* _指示_
障害のある人との関わり方を扱ったユニバーサルマナーの記事を、最後の文に続けて書き進めてください。
── 抜粋
こんにちは、ユニバーサルマナー検定講師の薄葉です。聴覚障害のある講師として全国各地の企業や自治体、教育機関で研修や講演を担当しています。

 

はじめに


ユニバーサルマナー検定では、障害のある人が社会生活を営む上で『環境・意識・情報』 3つのバリア(社会的障壁)が存在しているとお伝えしています。

本記事では『障害がない人の意識のバリア』と『社会生活を営む上で発生している、障害のある人にとっての意識のバリア』について取り上げます。

目次


無関心と過剰とは?
困っていることを伝えられない人
セルフアドボカシーとは?
伝えられない?伝えたくない?
申し出がないことによって引き起こされる『無関心と過剰』


無関心と過剰とは?


私は普段、企業や自治体、教育機関からご依頼をいただき、ユニバーサルマナー検定の講義や講演を担当しています。ユニバーサルマナー検定では、障害者や高齢者、性的少数者をはじめとする社会的マイノリティと向き合うためのマインドやアクションをお伝えしています。

社会的マイノリティと接する機会がないと 「わからない」とか「知らない」という不安な気持ちが芽生えてしまいがちです。こうした要因から、社会的マイノリティに対し距離を置いてしまうことを『無関心』。その一方で、社会的マイノリティに接する際に気負い過ぎてしまい、本人が求めていない対応(お節介)までしてしまう 『過剰』反応も起きていて、この心理的な二極化現象を『無関心と過剰』と呼んでいます。

実はこの現象は、社会的マイノリティの側にも起こっているように思います。

 

困っていることを伝えられない人


皆さんはこう感じたことはありませんか?

例えば、障害者に対して
「困っているなら、なぜ自分から積極的に助けを求めないのだろう?」と。

以前、ユニバーサルマナー検定3級をご受講いただいた方からのご意見が印象的でした。「もちろん、困っている人がいたら『お手伝いできることはありますか?』とお声かけはします。ただ、障害者や高齢者であっても、困っているなら受け身ではなく、自分から助けを求める姿勢も大事なのでは?」と。
────
── データ抜粋
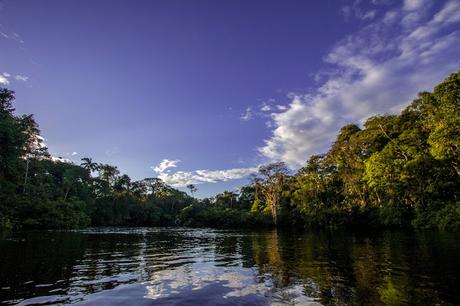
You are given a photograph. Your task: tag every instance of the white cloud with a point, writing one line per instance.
(265, 108)
(411, 5)
(247, 115)
(183, 178)
(4, 80)
(165, 164)
(21, 78)
(377, 71)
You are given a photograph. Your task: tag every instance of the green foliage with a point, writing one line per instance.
(394, 171)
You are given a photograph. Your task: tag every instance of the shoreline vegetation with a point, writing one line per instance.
(396, 171)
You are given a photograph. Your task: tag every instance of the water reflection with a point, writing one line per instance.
(201, 266)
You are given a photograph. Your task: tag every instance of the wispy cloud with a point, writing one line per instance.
(377, 70)
(247, 115)
(4, 80)
(23, 78)
(183, 178)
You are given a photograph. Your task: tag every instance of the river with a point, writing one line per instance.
(183, 266)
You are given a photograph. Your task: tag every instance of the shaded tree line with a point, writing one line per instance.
(394, 171)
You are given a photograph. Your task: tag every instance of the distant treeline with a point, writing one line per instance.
(396, 171)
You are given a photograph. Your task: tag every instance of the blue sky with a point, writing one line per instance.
(205, 91)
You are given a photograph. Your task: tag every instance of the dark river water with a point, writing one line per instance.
────
* _解答_
ここで立ち止まって考えてみましょう。
例えば、子どもや認知症の高齢者、知的障害のある人や言語障害のある人など、その特性によって自分から周囲の人に助けを求めることが難しい人もいます

 

 

セルフアドボカシーとは?


「生活上、何らかの困難を感じている人が、周囲の人に助けを求めたり、自分が必要とする合理的配慮を伝えたりすること」『セルフアドボカシー』と言います。このセルフアドボカシーのスキルは、障害者だけではなく、女性や性的少数者、高齢者など社会的なマイノリティが社会生活を営むうえで必要なスキルです。障害者を例に挙げてみましょう。

現状の障害者差別解消法や障害者雇用法では、合理的配慮について『本人が必要としている配慮』であることが前提条件として規定されています。

そのため、まずは本人からどんな配慮が必要なのかを申し出てもらう必要があります。ただし、ここで課題となるのは、自分からはどのような配慮が必要なのか説明する必要性を十分に理解していない人や物理的に本人から申し出ることが難しい人がいるという点です。

特性によって申し出ができない人がいる現状を鑑みると、代弁者による『アドボカシー』も必要になってきます。アドボカシーの意味は多岐にわたりますが、狭義の意味では
「自分の要求を表明できない場合に、援助者がそれを代弁すること」を意味します。

注意点としては、援助者が主体ではないということ、つまり、主体はあくまで障害者本人であり、本人の意思表明を援助者が可能な限り支援する姿勢が大切という点です。

現在、改定が進められている障害者差別解消法をはじめとする障害者に関わる諸法律においては特に、意思表明や意思疎通が困難な人に対するアドボカシーについても盛り込み、社会からの理解を求める必要があるように思います。

 

 

伝えられない?伝えたくない?


ただし、物理的に本人から合理的配慮を申し出ることが可能であっても、申し出ることができない、申し出たくないという人もいます。なぜでしょうか?

私の経験上、大きく分けて2つのパターンがあるように思います。

①適切なセルフアドボカシーのスキルを習得していない。
②恐怖感や心理的な抵抗感から申し出を行うことができない、したくない。

まず、①のケースです。
例えば、働く障害者を例に挙げて考えてみましょう。

雇用の分野における障害者と非障害者との均等な機会もしくは待遇を確保するために、また、障害者である労働者の有する能力の有効な発揮の支障となっている事情を改善するために事業主が講ずべき措置として、障害者雇用促進法※においては、障害のある社員に対し合理的配慮を行うことは義務化されています。

障害者雇用促進法(厚生労働省)

ただし、この法律においても、適切な合理的配慮を提供するためには、合理的配慮が必要な社員本人から申し出てもらうことが必要になります。本人から合理的配慮の申し出がないと、企業で活躍してもらうために適切な配慮を提供したい意思が企業側にあったとしても配慮を行うことができなくなってしまうのです。

『適切なセルフアドボカシーのスキルを習得していない』と、そもそも働く上で必要な合理的配慮を周囲の人へ伝えることが難しくなります。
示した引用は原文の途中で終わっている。